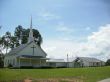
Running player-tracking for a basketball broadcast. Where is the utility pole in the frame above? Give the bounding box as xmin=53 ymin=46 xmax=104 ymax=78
xmin=67 ymin=54 xmax=69 ymax=68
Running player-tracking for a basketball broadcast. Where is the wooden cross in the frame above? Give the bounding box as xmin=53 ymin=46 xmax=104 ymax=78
xmin=31 ymin=45 xmax=36 ymax=56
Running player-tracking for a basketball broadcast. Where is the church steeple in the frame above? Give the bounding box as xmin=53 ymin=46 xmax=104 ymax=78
xmin=28 ymin=16 xmax=34 ymax=43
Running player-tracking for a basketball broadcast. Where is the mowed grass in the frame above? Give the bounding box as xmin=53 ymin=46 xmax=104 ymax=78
xmin=0 ymin=66 xmax=110 ymax=82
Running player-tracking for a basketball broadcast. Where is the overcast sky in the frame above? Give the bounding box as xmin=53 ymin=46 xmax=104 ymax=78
xmin=0 ymin=0 xmax=110 ymax=60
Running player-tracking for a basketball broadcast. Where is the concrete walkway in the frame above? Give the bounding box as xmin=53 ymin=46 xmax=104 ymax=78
xmin=98 ymin=78 xmax=110 ymax=82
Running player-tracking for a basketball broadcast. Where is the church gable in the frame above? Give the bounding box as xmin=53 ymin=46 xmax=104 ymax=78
xmin=17 ymin=41 xmax=46 ymax=57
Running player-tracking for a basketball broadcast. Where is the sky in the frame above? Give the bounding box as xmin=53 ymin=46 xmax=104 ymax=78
xmin=0 ymin=0 xmax=110 ymax=60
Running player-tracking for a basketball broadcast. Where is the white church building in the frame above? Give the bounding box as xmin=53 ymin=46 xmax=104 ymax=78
xmin=4 ymin=19 xmax=105 ymax=68
xmin=4 ymin=19 xmax=48 ymax=67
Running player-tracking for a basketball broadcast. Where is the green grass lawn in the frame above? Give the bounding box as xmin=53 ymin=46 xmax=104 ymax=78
xmin=0 ymin=66 xmax=110 ymax=82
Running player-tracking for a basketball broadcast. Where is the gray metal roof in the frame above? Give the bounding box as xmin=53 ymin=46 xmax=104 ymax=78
xmin=78 ymin=57 xmax=101 ymax=62
xmin=5 ymin=41 xmax=47 ymax=56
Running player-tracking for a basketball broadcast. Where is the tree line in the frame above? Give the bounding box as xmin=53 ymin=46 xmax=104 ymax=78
xmin=0 ymin=25 xmax=43 ymax=66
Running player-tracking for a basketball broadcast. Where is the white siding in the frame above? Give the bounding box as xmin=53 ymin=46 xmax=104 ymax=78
xmin=18 ymin=42 xmax=46 ymax=57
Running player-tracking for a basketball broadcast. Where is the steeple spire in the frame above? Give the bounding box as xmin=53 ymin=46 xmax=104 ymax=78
xmin=28 ymin=16 xmax=34 ymax=43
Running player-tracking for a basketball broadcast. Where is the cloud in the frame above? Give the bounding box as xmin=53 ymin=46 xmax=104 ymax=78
xmin=42 ymin=24 xmax=110 ymax=60
xmin=56 ymin=22 xmax=73 ymax=33
xmin=86 ymin=27 xmax=91 ymax=31
xmin=39 ymin=11 xmax=61 ymax=21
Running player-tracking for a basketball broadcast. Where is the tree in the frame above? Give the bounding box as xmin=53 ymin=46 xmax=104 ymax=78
xmin=105 ymin=59 xmax=110 ymax=66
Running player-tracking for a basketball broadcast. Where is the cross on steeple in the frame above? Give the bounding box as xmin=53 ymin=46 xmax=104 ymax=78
xmin=31 ymin=45 xmax=36 ymax=56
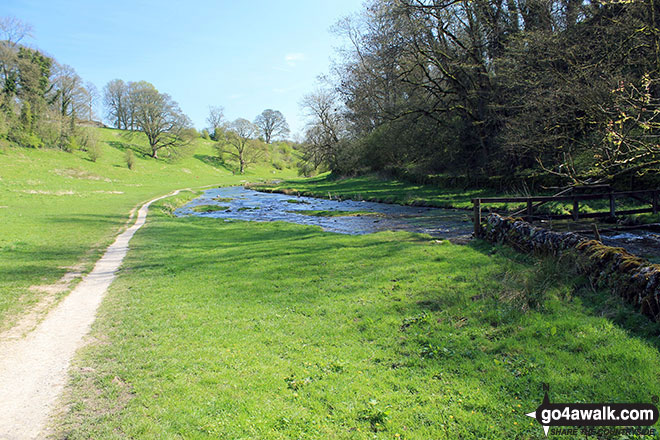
▬▬▬▬▬▬
Required work: Rescale the rows from the very beginning through the line containing "xmin=67 ymin=54 xmax=69 ymax=68". Repeat every line in that span, requests included, with each bounding box coordinate in the answers multiplied by 0.5 and rounded to a whole number (halves round up), leaving the numbers in the requests unchanged, omitting the pictures, and giving only those lines.

Worked answer:
Running player-tracking for a basketball broadcast. Where is the utility pole in the frame above? Give the bounding box as xmin=53 ymin=46 xmax=104 ymax=78
xmin=34 ymin=27 xmax=35 ymax=34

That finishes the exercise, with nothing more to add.